(PASSAGE PROVIDED):
···

I know the Alinsky name is familiar to many of you - when I asked one of you if you knew Alinsky, the reply was, "Of course. He was the Jesus of community organization." And I'm particularly glad that my predecessor Jack Mendelsohn is here today because Jack and Saul knew one another well - of course! - and Jack will share some of his personal recollections during our discussion following the service. But I also know that this name is new to many of you also; and so I want to provide a sketch of his life, incorporating some of his "rules for radicals."

Alinsky graduated from the University of Chicago in 1930, having studied archaeology and sociology. He liked archaeology, but archaeologists were not in much demand. As for the sociology, he was cynical: "the University spent $100,000 on research to find out the location of houses of prostitution which any taxi driver could tell them for nothing." Alinsky was always earthy, and usually ribald.

Jobless, he still needed to eat and discovered a method. He'd go to a restaurant, order a nickel cup of coffee, then stick the bill in his pocket and go chat with the cashier. Finished, he'd pretend to have lost the bill. The cashier knew he'd only had coffee, so she'd charge him a nickel. Alinsky would then go down the street, order a full meal at another restaurant, go to the cashier when he was finished and present the original bill for a nickel. He claimed to have organized all his friends and worked most of Chicago's restaurants until they finally caught on. Though his principles became nobler, all his life Alinsky was wily.

···

(DATA LINES):
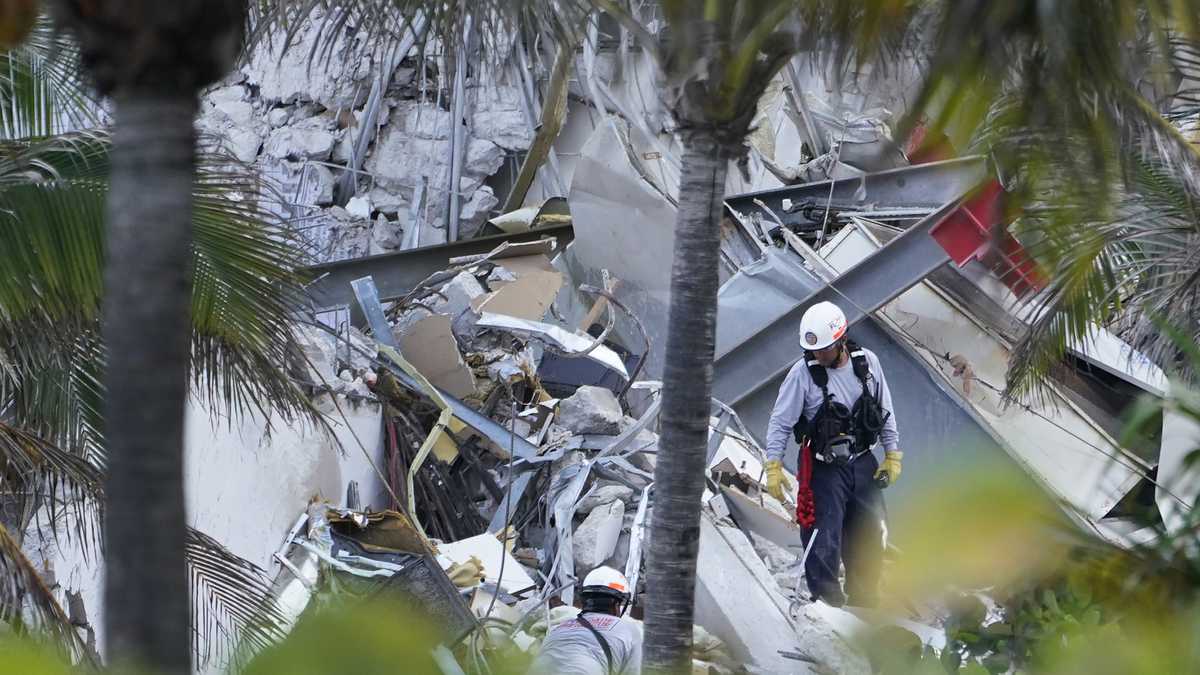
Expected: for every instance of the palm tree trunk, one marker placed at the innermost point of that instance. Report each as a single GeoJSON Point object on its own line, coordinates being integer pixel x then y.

···

(WHAT IS BEING ASKED):
Extend the above talk on Saul Alinsky's life, starting right after its final sentence.

(TASK OUTPUT):
He got a job studying crime, introduced himself to the Capone gang, where he listened to stories as well as he would later tell them. With the Capones he learned that "life was pretty mixed up, that you had to strain to tell who was better than whom." All the good people were lined up for booze, for dames, for gambling; the mobsters were also the major contributors to charities!

He also learned the importance of personal relationships, of schmoozing. The mobsters never killed people they personally knew, for example; that was the job of out-of-town hit men. Likewise, when Alinsky later worked in the state prison in Joliet, he observed that "when we had to electrocute an inmate, everybody would be half-tanked, including the warden. It's one thing for a judge and jury to condemn a guy who doesn't even have a personality. But after he'd been in prison, we got to know him. We got to know his kids. By the time he went to the chair we weren't executing a convicted felon. We were murdering a human being."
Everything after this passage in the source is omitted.